> _Task statement_: Below are records; reproduce exactly the lines from the first through the one containing "# pick out the hazy".

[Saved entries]
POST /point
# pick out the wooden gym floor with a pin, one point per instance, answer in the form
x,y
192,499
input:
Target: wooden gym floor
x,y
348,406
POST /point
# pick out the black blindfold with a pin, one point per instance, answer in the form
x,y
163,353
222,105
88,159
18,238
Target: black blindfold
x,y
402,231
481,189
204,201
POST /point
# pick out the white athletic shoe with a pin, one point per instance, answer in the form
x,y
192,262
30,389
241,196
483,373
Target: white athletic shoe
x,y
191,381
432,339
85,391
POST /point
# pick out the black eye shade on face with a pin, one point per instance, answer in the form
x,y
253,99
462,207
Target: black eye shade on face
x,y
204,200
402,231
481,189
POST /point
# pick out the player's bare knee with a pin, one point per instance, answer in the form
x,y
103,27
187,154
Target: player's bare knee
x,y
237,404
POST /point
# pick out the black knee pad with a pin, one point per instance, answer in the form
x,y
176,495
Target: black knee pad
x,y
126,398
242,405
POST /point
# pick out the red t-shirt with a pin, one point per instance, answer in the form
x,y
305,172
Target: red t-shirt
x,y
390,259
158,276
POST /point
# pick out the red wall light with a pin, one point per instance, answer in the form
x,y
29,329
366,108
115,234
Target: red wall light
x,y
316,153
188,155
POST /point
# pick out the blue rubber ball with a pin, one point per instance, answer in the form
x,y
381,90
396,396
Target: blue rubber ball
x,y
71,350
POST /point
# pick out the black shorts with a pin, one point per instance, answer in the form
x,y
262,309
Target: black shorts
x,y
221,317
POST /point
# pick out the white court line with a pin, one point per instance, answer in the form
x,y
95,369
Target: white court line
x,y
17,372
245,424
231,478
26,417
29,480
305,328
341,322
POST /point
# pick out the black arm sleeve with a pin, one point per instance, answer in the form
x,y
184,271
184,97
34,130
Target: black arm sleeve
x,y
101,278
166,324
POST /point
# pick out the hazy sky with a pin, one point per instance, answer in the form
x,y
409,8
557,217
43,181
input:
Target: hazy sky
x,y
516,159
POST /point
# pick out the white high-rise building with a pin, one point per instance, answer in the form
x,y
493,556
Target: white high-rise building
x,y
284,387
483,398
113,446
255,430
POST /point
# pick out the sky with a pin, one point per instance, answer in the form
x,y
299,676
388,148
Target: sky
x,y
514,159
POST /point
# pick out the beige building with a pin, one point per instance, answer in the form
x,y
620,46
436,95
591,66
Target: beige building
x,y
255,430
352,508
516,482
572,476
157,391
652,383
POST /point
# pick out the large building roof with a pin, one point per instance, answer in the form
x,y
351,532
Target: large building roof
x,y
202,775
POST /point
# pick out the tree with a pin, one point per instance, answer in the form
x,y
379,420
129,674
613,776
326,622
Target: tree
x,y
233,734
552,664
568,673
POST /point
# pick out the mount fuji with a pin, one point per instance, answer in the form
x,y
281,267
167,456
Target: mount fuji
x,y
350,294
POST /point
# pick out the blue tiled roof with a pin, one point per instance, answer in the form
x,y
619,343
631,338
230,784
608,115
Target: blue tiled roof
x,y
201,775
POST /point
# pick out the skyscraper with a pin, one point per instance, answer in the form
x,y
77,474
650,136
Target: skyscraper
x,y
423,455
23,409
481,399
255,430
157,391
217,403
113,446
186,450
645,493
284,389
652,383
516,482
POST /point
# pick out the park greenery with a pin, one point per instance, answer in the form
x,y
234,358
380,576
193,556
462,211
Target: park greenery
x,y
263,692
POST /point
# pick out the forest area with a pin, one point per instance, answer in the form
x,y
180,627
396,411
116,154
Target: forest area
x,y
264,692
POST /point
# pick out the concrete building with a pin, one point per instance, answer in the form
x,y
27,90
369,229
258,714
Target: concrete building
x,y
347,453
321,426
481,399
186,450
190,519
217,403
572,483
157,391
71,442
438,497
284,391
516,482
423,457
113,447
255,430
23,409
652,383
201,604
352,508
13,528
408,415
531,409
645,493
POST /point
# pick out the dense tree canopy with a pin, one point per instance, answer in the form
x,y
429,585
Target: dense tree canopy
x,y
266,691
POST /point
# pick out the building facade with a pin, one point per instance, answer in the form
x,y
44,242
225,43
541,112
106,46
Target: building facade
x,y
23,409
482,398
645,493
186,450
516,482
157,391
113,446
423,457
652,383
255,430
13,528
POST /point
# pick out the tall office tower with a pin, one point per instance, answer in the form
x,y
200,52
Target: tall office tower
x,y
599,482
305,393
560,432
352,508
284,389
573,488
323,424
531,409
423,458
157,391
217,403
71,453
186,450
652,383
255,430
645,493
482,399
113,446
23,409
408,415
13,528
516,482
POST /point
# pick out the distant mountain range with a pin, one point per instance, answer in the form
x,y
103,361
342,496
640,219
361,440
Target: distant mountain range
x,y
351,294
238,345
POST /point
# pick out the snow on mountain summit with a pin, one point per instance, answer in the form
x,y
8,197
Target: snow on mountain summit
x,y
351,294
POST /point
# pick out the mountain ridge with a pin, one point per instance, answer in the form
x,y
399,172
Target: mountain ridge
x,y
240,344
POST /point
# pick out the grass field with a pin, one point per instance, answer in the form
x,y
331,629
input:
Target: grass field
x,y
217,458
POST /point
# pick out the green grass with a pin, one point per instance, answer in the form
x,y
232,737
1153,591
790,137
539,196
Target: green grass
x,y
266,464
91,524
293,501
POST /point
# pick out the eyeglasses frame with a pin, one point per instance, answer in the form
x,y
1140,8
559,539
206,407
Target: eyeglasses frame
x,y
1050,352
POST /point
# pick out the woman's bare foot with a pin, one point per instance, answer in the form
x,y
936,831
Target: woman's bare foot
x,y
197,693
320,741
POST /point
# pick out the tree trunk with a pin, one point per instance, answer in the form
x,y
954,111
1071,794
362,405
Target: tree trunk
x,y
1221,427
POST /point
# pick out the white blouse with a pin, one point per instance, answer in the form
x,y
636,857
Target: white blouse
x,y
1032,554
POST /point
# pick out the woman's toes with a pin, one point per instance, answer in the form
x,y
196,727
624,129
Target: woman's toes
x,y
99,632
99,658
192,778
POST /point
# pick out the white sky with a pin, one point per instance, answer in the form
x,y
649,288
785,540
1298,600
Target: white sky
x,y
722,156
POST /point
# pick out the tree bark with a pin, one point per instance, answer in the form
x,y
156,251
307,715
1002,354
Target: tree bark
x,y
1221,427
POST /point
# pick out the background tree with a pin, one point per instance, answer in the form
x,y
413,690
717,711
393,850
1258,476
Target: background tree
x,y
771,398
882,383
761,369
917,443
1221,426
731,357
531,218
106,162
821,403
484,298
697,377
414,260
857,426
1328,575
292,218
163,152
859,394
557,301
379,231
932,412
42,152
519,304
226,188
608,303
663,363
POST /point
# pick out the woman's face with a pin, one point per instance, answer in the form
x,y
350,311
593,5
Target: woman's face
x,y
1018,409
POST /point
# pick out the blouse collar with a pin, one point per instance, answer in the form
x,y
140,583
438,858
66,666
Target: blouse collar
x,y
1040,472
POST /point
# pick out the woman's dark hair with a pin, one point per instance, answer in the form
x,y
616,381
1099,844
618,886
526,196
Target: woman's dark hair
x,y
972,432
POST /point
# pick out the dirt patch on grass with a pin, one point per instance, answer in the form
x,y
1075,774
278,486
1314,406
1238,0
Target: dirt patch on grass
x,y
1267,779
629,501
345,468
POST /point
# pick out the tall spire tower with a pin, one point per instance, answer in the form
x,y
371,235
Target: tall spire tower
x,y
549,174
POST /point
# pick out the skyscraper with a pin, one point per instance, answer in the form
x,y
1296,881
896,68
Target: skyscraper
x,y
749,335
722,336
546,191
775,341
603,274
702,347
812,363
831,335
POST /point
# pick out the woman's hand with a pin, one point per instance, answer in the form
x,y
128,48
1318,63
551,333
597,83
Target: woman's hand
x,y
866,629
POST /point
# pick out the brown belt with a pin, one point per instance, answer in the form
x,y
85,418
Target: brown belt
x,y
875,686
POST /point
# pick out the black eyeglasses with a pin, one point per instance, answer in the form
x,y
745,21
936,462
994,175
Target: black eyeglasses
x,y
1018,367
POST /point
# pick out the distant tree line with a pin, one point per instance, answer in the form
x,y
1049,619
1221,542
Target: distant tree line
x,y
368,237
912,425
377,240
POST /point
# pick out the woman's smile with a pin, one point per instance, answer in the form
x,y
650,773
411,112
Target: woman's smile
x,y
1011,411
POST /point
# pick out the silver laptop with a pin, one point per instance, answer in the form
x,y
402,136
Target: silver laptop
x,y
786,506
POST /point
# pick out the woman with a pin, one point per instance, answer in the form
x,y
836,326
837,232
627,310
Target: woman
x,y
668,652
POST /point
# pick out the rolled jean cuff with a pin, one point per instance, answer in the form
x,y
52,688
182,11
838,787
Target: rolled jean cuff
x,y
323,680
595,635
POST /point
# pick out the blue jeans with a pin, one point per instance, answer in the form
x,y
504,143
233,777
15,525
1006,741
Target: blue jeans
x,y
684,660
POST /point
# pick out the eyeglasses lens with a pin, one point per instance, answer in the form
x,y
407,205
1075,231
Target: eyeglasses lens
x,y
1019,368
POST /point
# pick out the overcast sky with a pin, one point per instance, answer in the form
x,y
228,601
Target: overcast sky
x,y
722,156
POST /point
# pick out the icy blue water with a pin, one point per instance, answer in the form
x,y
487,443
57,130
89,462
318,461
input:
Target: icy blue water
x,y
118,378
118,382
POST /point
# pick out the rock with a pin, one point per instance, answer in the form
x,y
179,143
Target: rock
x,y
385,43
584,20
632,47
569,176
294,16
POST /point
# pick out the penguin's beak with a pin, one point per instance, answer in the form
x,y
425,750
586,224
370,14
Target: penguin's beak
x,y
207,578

> _Exercise solution_:
POST /point
# pick out the wooden gym floor with a pin, one point per instance, answer in the form
x,y
192,499
input:
Target: wooden gym floor
x,y
348,406
POST /point
# pick out the black blindfold with a pin, one point per instance, answer in the form
x,y
163,353
222,105
88,159
18,238
Target: black blindfold
x,y
402,231
481,189
204,201
POST /point
# pick out the white athletic shoe with a pin, one point per instance, answer in the form
x,y
192,262
30,389
241,196
483,373
Target: white athletic shoe
x,y
191,381
432,339
85,391
POST /point
# pick out the black eye shade on face with a pin, one point per instance, answer in the form
x,y
253,99
462,207
Target: black eye shade on face
x,y
204,200
402,231
481,189
POST /point
# pick out the player's bare knee with a pin, one point per instance, answer in the form
x,y
103,27
187,154
Target: player's bare knee
x,y
237,404
POST /point
# pick out the black knee pad with a pin, one point per instance, answer in the form
x,y
176,495
Target: black knee pad
x,y
126,398
242,405
POST /point
# pick out the red t-shirt with a pin, one point per instance, answer in the form
x,y
305,172
Target: red t-shirt
x,y
390,259
158,276
POST /point
# pick out the red wall light with a pin, one point per instance, answer in the form
x,y
29,329
366,108
115,234
Target: red wall light
x,y
316,153
188,155
POST /point
# pick out the blue rubber ball with a pin, one point per instance, answer in the form
x,y
381,90
396,396
Target: blue rubber ball
x,y
71,350
POST /point
# pick out the black shorts with a pin, one point per instance, answer in the form
x,y
262,309
Target: black shorts
x,y
221,317
POST /point
# pick out the white court line with a pin, one point per instance, answer in the form
x,y
95,369
Target: white court line
x,y
17,372
245,424
231,478
26,417
29,480
305,328
341,322
POST /point
# pick out the black arm sleeve with a pin, one point per instance, answer in the form
x,y
184,271
184,97
34,130
Target: black arm sleeve
x,y
101,278
166,324
POST /point
# pick out the hazy sky with a pin, one point per instance, answer in the form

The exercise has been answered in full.